So I ate the calamari and I liked it. While this isn’t as catchy as Katy Perry’s “I kissed a Girl and I liked It,” the same principle applies here. People don’t know what they like or they don’t like unless they try it. I’m not saying that you have to go up to your partner or a friend of yours and put handcuffs on their bed and say “We’re doing this tonight” and stare at them until they do it. No, what I’m saying is keep an open mind and a positive attitude toward this stuff.

Now, I said this was a cyclic pattern and here is where it comes into play. People don’t do things they’re uncomfortable with, right? Think about it. You avoid pain, awkward situations, speaking in front of others, meeting your in-laws and etc. because you don’t like how it feels. If you think something is going to be unpleasant, you will avoid it. As animals, we avoid the unknown because it frightens us on a primal level, as much as we’d like to deny it.

So, by not trying things, we become uncomfortable with them. And you’re uncomfortable so you don’t try things. Which means that since you don’t try things…you pickin’ up what I’m puttin’ down?

I equate it to pickles and coffee. I fucking hated pickles. Hated them. Would take them off my burgers and everything. A year or so ago. I ate a burger and forgot that the pickles were on it. Guess what? As I grew older, my palate had evolved and I guess I don’t mind pickles so much on my burgers now. I don’t take them off anymore so I guess that’s your proof. On the flipside? I will never ever ever drink coffee if I can help it. I hate the taste, tried it multiple times, and I don’t like it.

Now, I’m not sure what the sexual equivalent of pickles and coffee are in the real world, but you understand what I’m getting at. You have to try things. You have to go out there and do them, otherwise you’ll spend your life thinking, “Hey that might not be half bad, but dammit if it doesn’t sound weird or I’ll be embarrassed about it later.” Sometimes you just have to forget there are pickles on the burger and go. Again, I’m sure that can be applied in a sexual or sexuality situation somehow I just honestly can’t think of a way to apply it. Some of you are no doubt picturing pickles on people and eating them off of the person. If that’s your jam, more power to you.

A lot of stuff prevents us from trying stuff and I get that. The media doesn’t help when they talk about sex as a taboo thing or all of the arguing about sexuality on the news concerning what’s normal and what’s abhorrent frightens people and really puts people down from trying to express themselves if they grow up in an area that is anti this or pro-that. It’s hard especially when you get it on the family front, depending on your relationship with your family I’m sure. These types of obstacles weigh heavy on a person, but if they didn’t bother you so much, it obviously would mean that whatever you’re thinking about isn’t that important to you. The things that grind your gears or really piss you off or make you think show you where your head is at and what exactly is important to you at the end of that day.

Exercise instructions
In the page excerpt about trying new things, what drink does the writer say they will never have if they can help it? These entries come from a different source than the page excerpt.

[Coordinate annotation entries]
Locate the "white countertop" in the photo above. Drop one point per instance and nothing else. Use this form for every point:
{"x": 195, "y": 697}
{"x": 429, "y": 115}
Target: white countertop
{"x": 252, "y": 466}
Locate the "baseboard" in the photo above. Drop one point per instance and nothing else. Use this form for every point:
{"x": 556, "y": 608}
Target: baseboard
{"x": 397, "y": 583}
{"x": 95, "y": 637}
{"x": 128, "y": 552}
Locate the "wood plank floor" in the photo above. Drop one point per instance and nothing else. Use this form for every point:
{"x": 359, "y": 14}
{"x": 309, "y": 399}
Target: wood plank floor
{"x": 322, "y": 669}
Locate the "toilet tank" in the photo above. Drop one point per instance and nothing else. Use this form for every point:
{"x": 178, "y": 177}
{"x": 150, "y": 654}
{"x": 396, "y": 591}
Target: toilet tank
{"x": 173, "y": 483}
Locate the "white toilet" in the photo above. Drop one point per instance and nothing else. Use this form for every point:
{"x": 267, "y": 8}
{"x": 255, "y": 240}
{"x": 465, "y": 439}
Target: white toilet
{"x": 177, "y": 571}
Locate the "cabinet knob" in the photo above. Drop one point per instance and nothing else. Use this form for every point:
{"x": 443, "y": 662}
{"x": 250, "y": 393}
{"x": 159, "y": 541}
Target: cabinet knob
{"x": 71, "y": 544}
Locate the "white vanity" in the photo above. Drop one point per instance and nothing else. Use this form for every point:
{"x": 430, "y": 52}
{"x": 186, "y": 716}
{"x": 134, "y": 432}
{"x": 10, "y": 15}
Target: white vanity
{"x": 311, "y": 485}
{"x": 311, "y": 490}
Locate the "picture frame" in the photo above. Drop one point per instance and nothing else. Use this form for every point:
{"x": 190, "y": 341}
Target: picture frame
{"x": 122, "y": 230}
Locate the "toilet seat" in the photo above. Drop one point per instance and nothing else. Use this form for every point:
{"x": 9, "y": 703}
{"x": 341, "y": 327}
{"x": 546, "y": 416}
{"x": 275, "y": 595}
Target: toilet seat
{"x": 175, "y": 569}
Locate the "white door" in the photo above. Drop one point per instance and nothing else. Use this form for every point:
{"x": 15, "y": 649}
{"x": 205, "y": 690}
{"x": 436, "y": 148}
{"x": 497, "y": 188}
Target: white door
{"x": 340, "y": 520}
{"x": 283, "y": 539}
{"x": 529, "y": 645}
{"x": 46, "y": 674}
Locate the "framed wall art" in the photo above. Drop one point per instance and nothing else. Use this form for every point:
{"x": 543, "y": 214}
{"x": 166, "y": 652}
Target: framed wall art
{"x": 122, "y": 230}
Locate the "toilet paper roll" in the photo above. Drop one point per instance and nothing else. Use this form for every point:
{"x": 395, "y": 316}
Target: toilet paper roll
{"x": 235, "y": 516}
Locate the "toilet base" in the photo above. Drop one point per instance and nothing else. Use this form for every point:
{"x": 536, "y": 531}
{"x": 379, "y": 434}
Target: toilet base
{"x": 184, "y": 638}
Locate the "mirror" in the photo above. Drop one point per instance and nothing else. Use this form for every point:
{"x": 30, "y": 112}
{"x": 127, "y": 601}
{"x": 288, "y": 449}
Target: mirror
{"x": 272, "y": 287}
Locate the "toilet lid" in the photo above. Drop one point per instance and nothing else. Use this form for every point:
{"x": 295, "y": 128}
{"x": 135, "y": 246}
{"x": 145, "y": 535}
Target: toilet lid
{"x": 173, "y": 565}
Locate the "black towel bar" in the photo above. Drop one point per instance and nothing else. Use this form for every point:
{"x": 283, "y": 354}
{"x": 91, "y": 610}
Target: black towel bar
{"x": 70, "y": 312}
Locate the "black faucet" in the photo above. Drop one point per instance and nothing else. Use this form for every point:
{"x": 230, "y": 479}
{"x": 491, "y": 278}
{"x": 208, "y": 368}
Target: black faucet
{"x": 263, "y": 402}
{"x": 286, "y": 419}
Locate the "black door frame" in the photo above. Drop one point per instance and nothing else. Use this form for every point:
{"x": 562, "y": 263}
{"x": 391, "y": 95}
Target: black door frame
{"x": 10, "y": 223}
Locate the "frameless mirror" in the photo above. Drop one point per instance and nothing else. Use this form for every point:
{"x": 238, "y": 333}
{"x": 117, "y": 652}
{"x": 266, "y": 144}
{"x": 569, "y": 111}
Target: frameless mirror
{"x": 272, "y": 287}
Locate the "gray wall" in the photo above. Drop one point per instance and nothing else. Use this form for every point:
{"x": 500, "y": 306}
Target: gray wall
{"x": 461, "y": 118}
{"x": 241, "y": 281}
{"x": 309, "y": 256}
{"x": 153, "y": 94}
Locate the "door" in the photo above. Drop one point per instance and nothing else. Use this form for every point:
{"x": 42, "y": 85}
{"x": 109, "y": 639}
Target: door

Final result
Coffee.